EXERCISE MATERIAL

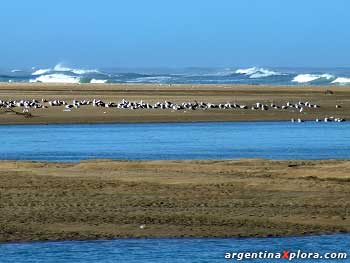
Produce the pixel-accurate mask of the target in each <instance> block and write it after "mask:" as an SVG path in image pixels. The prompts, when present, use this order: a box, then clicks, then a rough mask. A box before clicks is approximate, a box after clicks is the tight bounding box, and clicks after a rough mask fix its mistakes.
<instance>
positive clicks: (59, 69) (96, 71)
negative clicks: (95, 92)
mask: <svg viewBox="0 0 350 263" xmlns="http://www.w3.org/2000/svg"><path fill="white" fill-rule="evenodd" d="M33 69H34V68H33ZM53 72H56V73H57V72H58V73H60V72H61V73H62V72H63V73H64V72H70V73H73V74H76V75H84V74H91V73H100V72H99V71H98V70H97V69H77V68H69V67H66V66H63V65H62V64H61V63H59V64H57V65H56V66H54V67H53V68H46V69H38V70H35V71H34V72H33V73H32V75H33V76H39V75H44V74H49V73H53Z"/></svg>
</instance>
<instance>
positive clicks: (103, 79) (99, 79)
mask: <svg viewBox="0 0 350 263" xmlns="http://www.w3.org/2000/svg"><path fill="white" fill-rule="evenodd" d="M106 82H107V80H106V79H92V80H90V83H94V84H103V83H106Z"/></svg>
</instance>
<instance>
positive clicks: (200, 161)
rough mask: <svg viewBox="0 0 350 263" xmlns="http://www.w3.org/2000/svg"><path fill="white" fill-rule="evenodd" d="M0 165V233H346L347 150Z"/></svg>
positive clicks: (30, 163)
mask: <svg viewBox="0 0 350 263" xmlns="http://www.w3.org/2000/svg"><path fill="white" fill-rule="evenodd" d="M0 168H1V171H0V179H1V181H2V185H1V186H0V187H1V197H0V198H1V203H0V242H2V243H3V242H26V241H49V240H50V241H55V240H57V241H58V240H60V241H63V240H100V239H115V238H172V237H174V238H176V237H208V238H215V237H220V238H230V237H284V236H305V235H319V234H336V233H350V214H349V211H350V201H349V200H348V192H349V191H350V186H349V184H346V183H345V182H349V181H350V176H349V174H350V160H318V161H314V160H288V161H281V160H264V159H237V160H205V161H201V160H193V161H191V160H188V161H174V160H173V161H128V160H125V161H112V160H87V161H82V162H79V163H57V162H56V163H51V162H40V161H35V162H34V161H0ZM140 226H143V227H140Z"/></svg>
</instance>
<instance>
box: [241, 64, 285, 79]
mask: <svg viewBox="0 0 350 263" xmlns="http://www.w3.org/2000/svg"><path fill="white" fill-rule="evenodd" d="M235 73H236V74H243V75H246V76H249V78H251V79H257V78H266V77H270V76H276V75H283V74H282V73H280V72H276V71H272V70H269V69H264V68H257V67H252V68H245V69H237V70H236V71H235Z"/></svg>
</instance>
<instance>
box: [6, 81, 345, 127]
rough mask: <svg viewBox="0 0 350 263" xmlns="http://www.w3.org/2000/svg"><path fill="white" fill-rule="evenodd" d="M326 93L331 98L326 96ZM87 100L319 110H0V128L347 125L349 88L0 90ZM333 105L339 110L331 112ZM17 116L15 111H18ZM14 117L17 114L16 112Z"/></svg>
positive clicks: (77, 86)
mask: <svg viewBox="0 0 350 263" xmlns="http://www.w3.org/2000/svg"><path fill="white" fill-rule="evenodd" d="M327 89H330V90H332V91H333V92H334V94H332V95H326V94H325V91H326V90H327ZM42 98H45V99H49V100H53V99H61V100H67V101H68V100H69V101H71V100H73V99H78V100H83V99H87V100H92V99H93V98H99V99H103V100H105V101H121V100H122V99H123V98H125V99H128V100H130V101H140V100H144V101H147V102H151V103H155V102H157V101H164V100H168V101H172V102H174V103H182V102H185V101H191V102H194V101H195V100H197V101H205V102H212V103H226V102H237V103H241V104H248V105H251V104H253V103H256V102H262V103H271V102H274V103H276V104H285V103H286V102H287V101H291V102H298V101H304V102H305V101H310V102H312V103H316V104H319V105H320V106H321V108H319V109H305V111H304V112H302V113H299V112H298V111H297V110H295V109H294V110H292V109H290V110H287V111H282V110H268V111H261V110H258V111H252V110H250V109H249V110H219V109H211V110H196V111H192V110H187V111H182V110H181V111H172V110H161V109H152V110H121V109H116V108H93V107H91V106H84V107H81V108H80V109H72V111H70V112H63V109H64V108H63V107H54V108H48V109H34V110H32V111H31V113H32V115H33V116H34V117H32V118H25V117H24V116H21V115H16V114H14V113H9V112H5V111H4V110H3V109H2V110H1V109H0V123H2V124H25V123H43V124H46V123H113V122H179V121H181V122H185V121H262V120H290V119H291V118H295V119H296V118H302V119H304V120H314V119H316V118H324V117H330V116H334V117H339V118H345V119H347V120H349V119H350V87H347V86H341V87H340V86H331V87H326V86H323V87H319V86H263V85H258V86H257V85H255V86H243V85H236V86H233V85H171V86H168V85H162V86H160V85H155V84H154V85H152V84H130V85H126V84H119V85H118V84H113V85H112V84H100V85H94V84H81V85H75V84H71V85H69V84H65V85H64V84H28V83H27V84H18V83H2V84H0V99H17V100H19V99H38V100H41V99H42ZM335 105H340V106H342V107H341V108H338V109H336V107H335ZM18 110H19V109H18ZM19 111H20V110H19Z"/></svg>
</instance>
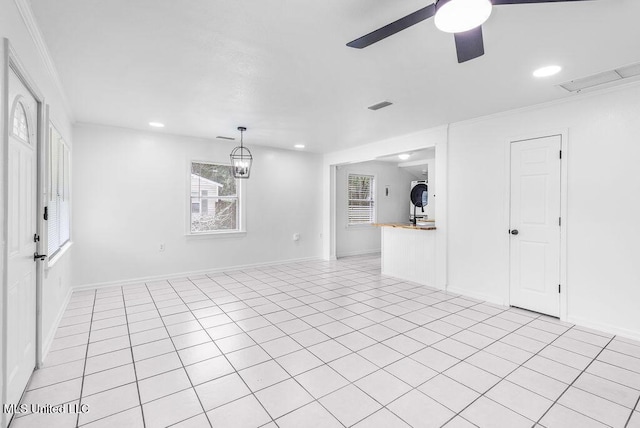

HOW TO COMPLETE THIS TASK
Count the lines in the records above that contain the string "rough", treating uppercase and lowercase as different, and reply with the number alone.

WRITTEN SOLUTION
3